*Text shown*
Sep 17, 2004 23:52
Do you know how hard it is to let go and watch it all fall apart?
School started and we are back in our hell hold for another 10 month til we are free again. atleast we have our friends to get us throught the weeks and months and they years. All of the better, can always overcome the worst.
Meet some new friends, they are awesome people and have nothing to hide, which is awesome because there aren't many people like that anymore. so its pretty nice to meet someone who is totally fine with who they are without trying to chage themself.
Finally I am working again. so The money is coming back and I will no longer br broke, I have to start saving for my bro's b day gift, brittneys and my moms b day gift then I get to start x mas shopping.
I am a wizz at getting into drama withen 2 hours. I have some kinda thing that make people want to start shit with me or to give me a dirty look for no good reason. which is so entertaning when you think about it, i had 2 people look at me all night to see if i was watching them. what morons.
(so I pressed the wrong botton and all that is below was so much meaner so this is the somewhat nicer version, since i deleted it and i forgot and belew of my steam)
I am going to walk away from someone who ment the world to me. But does he care no, he is a stupid boy and I have come to find out that he is not worth my time any longer. He has caused me so much pain in my life over this past year and I am ready to say "the hell with it" and move on in life and move on with myself. For all they pain he has caused me, there has been so many different thought that go about my head thinking that I could have prevented this. In reality, I couldn't have. We both went our sperate ways in life and in school. I went to royal and he went to Santa sue, and thats when things became more odd. He never wanted to talk to me and he was more like a guy than a boy with his best friend, he finally grew up and in that process he discovered that he had a asshole gene in him. So in this whole thing I am saying you blew it. I gave you more than one chance to come to me and fix what had been done but you blew it and I see where you are coming from, I know you talk shit about me and it no longer bothers me, you and all you friend can talk all the shit you want, whatever tickles you fancy. I don't care anymore. In the long run I am the strong person and will always be, no matter what challange I am faced with I will over come it. but you my freidn will have to live with yourself for the rest of you life knowing that you blew it and that you are the most stupid, repluseave imature kid in america so give yourseld a pat on the back and take a bow for breaking you "best freinds heart into peices" , and don;t bother trying to fix the peices cuz they are gone and resting at that. by the way all the damage and tear you caused must have been one big bonus huh?

Excerpts from a dataset:
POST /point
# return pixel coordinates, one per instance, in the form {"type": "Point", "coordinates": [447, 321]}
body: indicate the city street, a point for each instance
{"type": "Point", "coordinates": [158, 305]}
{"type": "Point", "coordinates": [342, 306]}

*What you have to do*
Answer from the journal entry:
(a) How many months until the writer and friends are free again after school starts?
(b) How many people watched the writer all night?
(c) Which schools did the writer and the boy go to?
Base your answers on the journal entry alone.

*Written reply*
(a) 10 months.
(b) Two people.
(c) The writer went to Royal, and he went to Santa Sue.